EXERCISE DIRECTIONS: Every record here needs to be written out again exactly.

SUPPLIED RECORDS:
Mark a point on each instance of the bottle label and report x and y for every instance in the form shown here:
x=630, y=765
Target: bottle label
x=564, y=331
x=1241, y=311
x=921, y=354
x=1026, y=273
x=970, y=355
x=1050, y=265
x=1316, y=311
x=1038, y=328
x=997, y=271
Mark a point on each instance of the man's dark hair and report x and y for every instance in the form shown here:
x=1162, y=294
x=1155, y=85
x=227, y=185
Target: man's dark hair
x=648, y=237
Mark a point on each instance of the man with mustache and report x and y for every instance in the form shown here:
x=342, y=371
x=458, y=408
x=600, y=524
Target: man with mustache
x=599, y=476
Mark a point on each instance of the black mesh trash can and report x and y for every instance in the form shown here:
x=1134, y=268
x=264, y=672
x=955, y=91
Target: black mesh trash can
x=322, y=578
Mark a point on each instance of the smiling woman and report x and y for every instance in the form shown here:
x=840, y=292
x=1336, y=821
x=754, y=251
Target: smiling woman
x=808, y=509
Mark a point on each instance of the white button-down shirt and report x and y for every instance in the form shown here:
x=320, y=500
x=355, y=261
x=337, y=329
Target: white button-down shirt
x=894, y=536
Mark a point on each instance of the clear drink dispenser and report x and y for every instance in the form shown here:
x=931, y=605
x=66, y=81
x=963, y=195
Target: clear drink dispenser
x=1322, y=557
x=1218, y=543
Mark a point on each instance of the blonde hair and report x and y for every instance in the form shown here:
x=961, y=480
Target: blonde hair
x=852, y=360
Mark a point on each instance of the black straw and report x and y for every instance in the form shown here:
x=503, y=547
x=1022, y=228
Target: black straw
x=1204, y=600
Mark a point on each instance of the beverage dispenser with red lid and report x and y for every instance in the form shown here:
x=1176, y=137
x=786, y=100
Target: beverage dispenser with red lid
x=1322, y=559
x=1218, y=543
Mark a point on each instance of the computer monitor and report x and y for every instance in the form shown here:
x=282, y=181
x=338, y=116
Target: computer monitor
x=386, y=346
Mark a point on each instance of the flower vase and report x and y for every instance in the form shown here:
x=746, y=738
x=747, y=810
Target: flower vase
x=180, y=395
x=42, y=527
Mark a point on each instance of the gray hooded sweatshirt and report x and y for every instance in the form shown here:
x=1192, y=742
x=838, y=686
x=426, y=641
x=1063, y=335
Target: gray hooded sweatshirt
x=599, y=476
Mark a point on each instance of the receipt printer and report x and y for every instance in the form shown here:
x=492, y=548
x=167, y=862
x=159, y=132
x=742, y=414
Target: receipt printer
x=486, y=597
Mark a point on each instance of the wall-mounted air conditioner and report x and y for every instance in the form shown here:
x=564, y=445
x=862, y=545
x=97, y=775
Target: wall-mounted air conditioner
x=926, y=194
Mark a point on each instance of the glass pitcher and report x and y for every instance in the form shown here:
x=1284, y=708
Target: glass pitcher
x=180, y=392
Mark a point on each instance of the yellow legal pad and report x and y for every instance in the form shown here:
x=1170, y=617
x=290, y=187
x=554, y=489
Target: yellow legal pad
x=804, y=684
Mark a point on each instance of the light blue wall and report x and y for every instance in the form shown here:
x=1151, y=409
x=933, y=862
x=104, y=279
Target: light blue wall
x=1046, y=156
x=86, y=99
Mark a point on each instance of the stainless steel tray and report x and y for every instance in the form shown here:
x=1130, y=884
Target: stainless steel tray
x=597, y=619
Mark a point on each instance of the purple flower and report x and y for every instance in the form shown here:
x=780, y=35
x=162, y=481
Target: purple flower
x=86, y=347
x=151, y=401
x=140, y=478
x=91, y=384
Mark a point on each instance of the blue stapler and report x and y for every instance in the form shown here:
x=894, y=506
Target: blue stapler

SOLVED PROBLEM:
Mark a point on each instance of the bottle label and report x and y for every instance in the form shown here:
x=630, y=765
Target: bottle label
x=564, y=331
x=1241, y=311
x=921, y=354
x=1026, y=273
x=970, y=355
x=1050, y=265
x=1316, y=311
x=1038, y=328
x=997, y=271
Mark a point on each instance of the man's dark hair and report x and y for every instance in the form shown here:
x=1162, y=294
x=1155, y=85
x=227, y=185
Target: man's dark hair
x=648, y=237
Mark a point on each instance of the man with mustache and report x and y for every instance in the form shown here:
x=342, y=371
x=458, y=408
x=600, y=524
Target: man with mustache
x=599, y=476
Mark a point on each instance of the black mesh trash can and report x and y for every instance in the form shown here:
x=1134, y=268
x=264, y=672
x=955, y=91
Target: black mesh trash can
x=322, y=578
Mark a point on each instance of the smiling woman and report x and y for every instance in the form shown here:
x=840, y=292
x=1336, y=821
x=754, y=251
Target: smiling woman
x=808, y=509
Mark a point on each instance of the white button-down shirt and report x and y for every instance in the form shown here:
x=320, y=500
x=355, y=261
x=337, y=329
Target: white button-down shirt
x=894, y=536
Mark a point on each instance of the clear drink dispenser and report x and y for every instance in the form shown here:
x=931, y=605
x=66, y=81
x=963, y=195
Target: clear drink dispenser
x=1322, y=557
x=1218, y=543
Mark a point on each instance of the blonde hair and report x and y for every instance in the form shown here:
x=961, y=480
Target: blonde hair
x=852, y=360
Mark a point on each instance of the black straw and report x and y for every instance in the form shown here:
x=503, y=547
x=1022, y=228
Target: black straw
x=1204, y=600
Mark a point on each instance of the beverage dispenser with red lid and report x and y for every instance in the form shown here:
x=1176, y=137
x=786, y=100
Target: beverage dispenser with red lid
x=1322, y=559
x=1218, y=543
Mark a point on each instance of the computer monitor and report x and y for every instance in the form shown here:
x=282, y=181
x=338, y=116
Target: computer monitor
x=386, y=346
Mark a point on each instance of the flower vase and report x and y for every instance in the form shown here:
x=746, y=738
x=747, y=810
Target: flower vase
x=180, y=395
x=42, y=527
Mark a point on each instance of the gray hooded sweatshirt and report x and y for every instance in the form shown here:
x=1192, y=742
x=838, y=686
x=426, y=641
x=1063, y=335
Target: gray hooded sweatshirt
x=599, y=476
Mark a point on each instance of the receipt printer and report x and y for every instance in the form shown here:
x=492, y=548
x=167, y=862
x=159, y=132
x=742, y=414
Target: receipt printer
x=486, y=597
Mark a point on each instance of the wall-mounted air conditioner and report x and y for every instance in the form shown here:
x=564, y=445
x=862, y=545
x=97, y=775
Target: wall-mounted air conditioner
x=926, y=194
Mark a point on each instance of the glass pitcher and report x and y for every instance in the form shown here:
x=1284, y=708
Target: glass pitcher
x=180, y=392
Mark a point on each instance of the yellow legal pad and report x and y for every instance in the form shown here:
x=1170, y=617
x=290, y=187
x=554, y=489
Target: yellow legal pad
x=804, y=684
Mark a point on each instance of the light blue wall and report x and y for every instance in the form shown here:
x=1151, y=409
x=933, y=862
x=104, y=279
Target: light blue wall
x=1046, y=156
x=86, y=99
Mark a point on each instance of the stainless steel tray and report x and y for every instance in the form shown here:
x=1130, y=884
Target: stainless steel tray
x=597, y=619
Mark a point on each instance of the purple flower and report x and y for every instance in the form shown here:
x=780, y=35
x=162, y=481
Target: purple flower
x=86, y=347
x=151, y=401
x=140, y=478
x=91, y=384
Mark a point on each instance of the blue stapler and report x and y for every instance in the form shown here:
x=894, y=506
Target: blue stapler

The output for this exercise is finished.